▶ _Task directions_
Swap "put one dot" for "place a single dot" in the lines that begin with the one containing "of the wrecked" and run through the end of the lines, and give those lines again with everything else unchanged.

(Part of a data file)
------------------------------------------------------------------------
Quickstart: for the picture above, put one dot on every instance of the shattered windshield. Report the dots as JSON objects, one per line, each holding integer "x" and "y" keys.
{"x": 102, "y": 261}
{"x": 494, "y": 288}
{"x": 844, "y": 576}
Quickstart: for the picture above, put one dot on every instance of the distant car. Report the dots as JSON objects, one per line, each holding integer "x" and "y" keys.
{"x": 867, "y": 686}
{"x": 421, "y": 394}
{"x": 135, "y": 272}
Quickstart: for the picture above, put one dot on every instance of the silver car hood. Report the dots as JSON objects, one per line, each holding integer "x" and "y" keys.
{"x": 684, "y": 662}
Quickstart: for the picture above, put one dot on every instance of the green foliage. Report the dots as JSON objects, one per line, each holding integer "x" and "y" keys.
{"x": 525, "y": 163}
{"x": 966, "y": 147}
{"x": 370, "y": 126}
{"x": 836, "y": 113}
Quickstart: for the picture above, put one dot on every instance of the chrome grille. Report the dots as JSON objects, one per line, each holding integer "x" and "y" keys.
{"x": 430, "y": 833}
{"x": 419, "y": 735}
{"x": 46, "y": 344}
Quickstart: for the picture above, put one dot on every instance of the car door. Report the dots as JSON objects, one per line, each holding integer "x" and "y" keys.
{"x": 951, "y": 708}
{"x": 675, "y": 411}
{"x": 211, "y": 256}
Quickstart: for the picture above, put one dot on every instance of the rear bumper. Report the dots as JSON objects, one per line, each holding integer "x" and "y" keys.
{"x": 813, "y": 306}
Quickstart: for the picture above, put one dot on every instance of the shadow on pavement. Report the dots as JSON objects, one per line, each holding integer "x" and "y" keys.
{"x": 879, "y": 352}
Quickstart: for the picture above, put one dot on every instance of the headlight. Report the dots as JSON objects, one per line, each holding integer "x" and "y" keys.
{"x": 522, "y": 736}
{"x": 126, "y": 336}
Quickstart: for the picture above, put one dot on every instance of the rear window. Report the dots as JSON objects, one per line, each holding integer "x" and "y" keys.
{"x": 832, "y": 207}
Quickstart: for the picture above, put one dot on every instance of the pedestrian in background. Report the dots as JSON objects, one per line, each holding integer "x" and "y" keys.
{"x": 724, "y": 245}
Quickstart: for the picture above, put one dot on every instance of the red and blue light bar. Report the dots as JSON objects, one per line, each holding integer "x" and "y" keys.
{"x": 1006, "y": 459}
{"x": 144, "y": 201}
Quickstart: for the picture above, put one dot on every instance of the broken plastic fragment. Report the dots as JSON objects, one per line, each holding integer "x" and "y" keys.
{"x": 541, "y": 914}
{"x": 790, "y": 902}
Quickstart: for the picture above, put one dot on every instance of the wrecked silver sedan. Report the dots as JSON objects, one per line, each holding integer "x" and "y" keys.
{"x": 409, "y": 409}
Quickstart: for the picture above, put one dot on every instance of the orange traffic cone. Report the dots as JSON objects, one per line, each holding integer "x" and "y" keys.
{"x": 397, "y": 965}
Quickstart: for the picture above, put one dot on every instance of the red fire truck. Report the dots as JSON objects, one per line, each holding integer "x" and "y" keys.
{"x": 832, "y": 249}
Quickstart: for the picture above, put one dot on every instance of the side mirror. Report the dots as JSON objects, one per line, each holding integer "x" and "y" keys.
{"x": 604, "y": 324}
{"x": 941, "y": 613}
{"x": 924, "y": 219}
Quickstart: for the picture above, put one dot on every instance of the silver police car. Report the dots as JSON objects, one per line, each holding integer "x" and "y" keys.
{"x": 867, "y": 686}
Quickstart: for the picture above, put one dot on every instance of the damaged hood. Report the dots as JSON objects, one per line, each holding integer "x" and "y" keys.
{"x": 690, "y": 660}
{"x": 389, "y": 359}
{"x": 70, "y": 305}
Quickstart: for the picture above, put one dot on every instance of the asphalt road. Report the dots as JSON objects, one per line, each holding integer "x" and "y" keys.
------------------------------------------------------------------------
▶ _Correct response_
Quickstart: for the picture above, place a single dot on every instance of the wrecked silver sedan. Report the dots as JSON objects, one per line, each holding integer "x" and "y" keys.
{"x": 409, "y": 409}
Quickstart: for the picture above, place a single dot on every instance of the orange traffic cone. Report the dots as JSON objects, one per line, each holding integer "x" and "y" keys.
{"x": 397, "y": 965}
Quickstart: for the picture above, place a single dot on every instance of the red fire truck. Report the dots as JSON objects, one per line, each holding integer "x" and "y" keys.
{"x": 832, "y": 249}
Quickstart: for the picture above, place a single dot on every instance of the side mirror. Report the dots as JSON objects, one per line, each holding integer "x" and "y" keys.
{"x": 604, "y": 324}
{"x": 941, "y": 613}
{"x": 924, "y": 219}
Quickstart: for the picture above, place a single dot on every instance of the silver police car. Report the dots as JSON objects, one per line, each holding integer "x" and "y" keys.
{"x": 867, "y": 686}
Quickstart: for the picture above, place a single dot on every instance of the damaged hood. Report the dots as JSON objects, one per line, each holding integer "x" and "y" keys.
{"x": 690, "y": 660}
{"x": 389, "y": 359}
{"x": 70, "y": 305}
Quickstart: for the picture above, place a single dot on every instance of the asphalt road. Report the dots as JSON objects, one per line, each holding integer "x" and "y" keys.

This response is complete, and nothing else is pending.